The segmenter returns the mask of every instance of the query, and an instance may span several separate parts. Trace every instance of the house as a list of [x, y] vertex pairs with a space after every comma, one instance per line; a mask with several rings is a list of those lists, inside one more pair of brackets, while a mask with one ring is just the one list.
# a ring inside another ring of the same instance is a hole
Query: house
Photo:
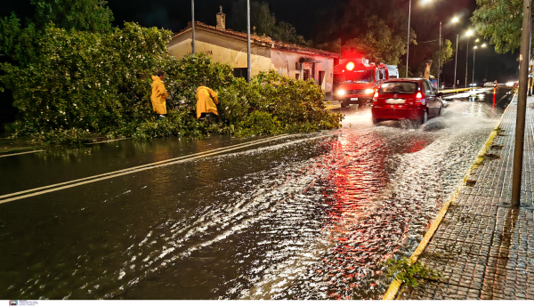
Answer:
[[[225, 15], [217, 13], [217, 26], [195, 22], [195, 50], [212, 57], [214, 61], [230, 64], [234, 76], [247, 77], [247, 33], [227, 29]], [[308, 48], [269, 36], [251, 35], [252, 76], [261, 71], [274, 69], [295, 79], [314, 79], [324, 93], [332, 92], [334, 60], [339, 54]], [[182, 58], [191, 53], [192, 29], [188, 28], [173, 36], [168, 43], [169, 53]]]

■ **Task requirements**: Quote every record above exactly, omitting any pictures they contain.

■ **Solved exercise**:
The segmenter returns the mask of every instance of the query, and an instance may span several separate parts. Trace every instance of the house as a list of [x, y] vertex pairs with a space after every comma, one instance per line; a mask with several rings is a list of those lists, inside one more pair of brackets, while a mask with one ring is just the one list.
# a ring inside another ring of the same instance is a hole
Query: house
Photo:
Answer:
[[[225, 15], [217, 13], [217, 26], [195, 22], [195, 50], [212, 57], [214, 61], [230, 64], [234, 76], [247, 77], [247, 33], [227, 29]], [[308, 48], [269, 36], [251, 35], [252, 76], [261, 71], [274, 69], [295, 79], [314, 79], [324, 93], [332, 92], [334, 60], [339, 54]], [[182, 58], [191, 53], [192, 29], [188, 28], [173, 36], [168, 43], [169, 53]]]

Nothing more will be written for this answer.